*EXERCISE INSTRUCTIONS*. Copy out the data below, replacing "headlights" with "fog lights" wherever it appears and keeping every other line unchanged. Leave out the pictures.

*WORKING DATA*.
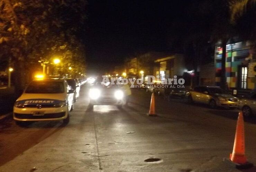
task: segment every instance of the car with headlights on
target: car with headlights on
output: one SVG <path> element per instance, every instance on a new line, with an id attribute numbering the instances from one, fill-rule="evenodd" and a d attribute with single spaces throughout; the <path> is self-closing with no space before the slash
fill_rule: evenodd
<path id="1" fill-rule="evenodd" d="M 218 106 L 236 109 L 238 102 L 238 98 L 217 86 L 196 86 L 189 92 L 188 96 L 189 103 L 206 104 L 213 108 Z"/>
<path id="2" fill-rule="evenodd" d="M 89 108 L 93 106 L 115 105 L 121 107 L 127 104 L 127 91 L 121 84 L 95 82 L 89 90 Z"/>
<path id="3" fill-rule="evenodd" d="M 253 92 L 239 99 L 238 109 L 241 110 L 244 116 L 256 114 L 256 92 Z"/>
<path id="4" fill-rule="evenodd" d="M 68 123 L 73 107 L 74 90 L 70 88 L 62 79 L 32 81 L 15 103 L 13 119 L 18 125 L 60 120 Z"/>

*OUTPUT*.
task: segment every instance of the car with fog lights on
target: car with fog lights on
output: one SVG <path> element per instance, every instance on a new line, with an id attribute numbering the instances from one, fill-rule="evenodd" and a d attribute with single spaces throughout; the <path> is self-closing with no space before the slash
fill_rule: evenodd
<path id="1" fill-rule="evenodd" d="M 218 106 L 236 109 L 238 102 L 238 98 L 217 86 L 196 86 L 189 92 L 188 96 L 189 103 L 206 104 L 213 108 Z"/>
<path id="2" fill-rule="evenodd" d="M 89 108 L 93 106 L 115 105 L 121 107 L 127 104 L 127 91 L 121 84 L 95 82 L 89 90 Z"/>
<path id="3" fill-rule="evenodd" d="M 253 92 L 239 99 L 238 109 L 241 110 L 244 116 L 256 114 L 256 92 Z"/>
<path id="4" fill-rule="evenodd" d="M 68 123 L 73 107 L 74 90 L 70 88 L 62 79 L 32 81 L 15 103 L 13 119 L 18 125 L 60 120 Z"/>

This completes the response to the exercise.